UCLA stem cell researchers have discovered a surprising and unexpected phenomenon in the embryonic endothelium, the thin layer of cells lining the interior of blood vessels, where blood stem cells are made during early development.
The scientists found that the lack of a single transcription factor — a type of gene that controls cell fate by regulating other genes — allows precursor cells in the endothelium that normally generate blood stem cells and blood progenitor cells in blood-forming tissues to become something else entirely: beating cardiomyocytes, or heart muscle cells.
"It was absolutely unbelievable," said Dr. Hanna Mikkola, the study's senior author. "These findings went beyond anything that we could have imagined. The microenvironment in the embryonic vasculature that normally gives rise to blood cells can generate cardiac cells when only one factor, Scl, is removed, essentially converting a hematopoietic organ into a cardiogenic organ."

--------------------------------------------------

Reproduce word for word the part of the text about embryonic blood vessel cells starting with "UCLA stem cell" and going on through "heart muscle cells.". The data that follows comes from a different source than the text about embryonic blood vessel cells.

--------------------------------------------------

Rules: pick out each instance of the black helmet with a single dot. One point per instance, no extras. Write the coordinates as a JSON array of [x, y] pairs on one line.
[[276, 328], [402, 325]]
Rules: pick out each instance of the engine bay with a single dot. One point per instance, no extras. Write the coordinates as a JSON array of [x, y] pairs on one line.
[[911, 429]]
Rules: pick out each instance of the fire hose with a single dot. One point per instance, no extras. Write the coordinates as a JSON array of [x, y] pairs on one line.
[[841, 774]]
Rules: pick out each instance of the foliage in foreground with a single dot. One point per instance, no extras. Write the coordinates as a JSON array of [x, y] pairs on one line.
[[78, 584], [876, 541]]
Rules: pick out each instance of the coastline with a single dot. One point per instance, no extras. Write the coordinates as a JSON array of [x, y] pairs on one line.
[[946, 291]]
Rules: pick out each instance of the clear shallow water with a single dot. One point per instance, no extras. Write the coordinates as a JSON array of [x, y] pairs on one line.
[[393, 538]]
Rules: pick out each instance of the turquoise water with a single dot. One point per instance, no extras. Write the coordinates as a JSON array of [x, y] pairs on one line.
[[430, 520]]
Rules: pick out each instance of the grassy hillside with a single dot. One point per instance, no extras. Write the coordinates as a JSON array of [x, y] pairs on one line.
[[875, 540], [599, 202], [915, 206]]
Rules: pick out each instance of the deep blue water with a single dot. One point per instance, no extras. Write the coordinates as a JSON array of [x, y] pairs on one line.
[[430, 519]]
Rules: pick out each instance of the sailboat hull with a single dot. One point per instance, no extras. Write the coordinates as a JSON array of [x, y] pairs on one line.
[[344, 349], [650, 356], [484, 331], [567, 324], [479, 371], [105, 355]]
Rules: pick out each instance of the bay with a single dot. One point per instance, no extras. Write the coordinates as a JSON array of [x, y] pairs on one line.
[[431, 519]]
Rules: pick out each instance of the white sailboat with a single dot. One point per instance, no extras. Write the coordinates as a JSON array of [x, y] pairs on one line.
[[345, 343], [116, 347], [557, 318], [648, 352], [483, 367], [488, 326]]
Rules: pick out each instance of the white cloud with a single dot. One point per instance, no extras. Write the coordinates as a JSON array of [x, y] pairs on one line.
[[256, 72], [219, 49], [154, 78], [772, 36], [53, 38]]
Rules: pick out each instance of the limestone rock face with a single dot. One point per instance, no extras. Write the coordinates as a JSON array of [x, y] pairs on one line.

--------------------------------------------------

PROBLEM SOLUTION →
UCLA stem cell researchers have discovered a surprising and unexpected phenomenon in the embryonic endothelium, the thin layer of cells lining the interior of blood vessels, where blood stem cells are made during early development.
The scientists found that the lack of a single transcription factor — a type of gene that controls cell fate by regulating other genes — allows precursor cells in the endothelium that normally generate blood stem cells and blood progenitor cells in blood-forming tissues to become something else entirely: beating cardiomyocytes, or heart muscle cells.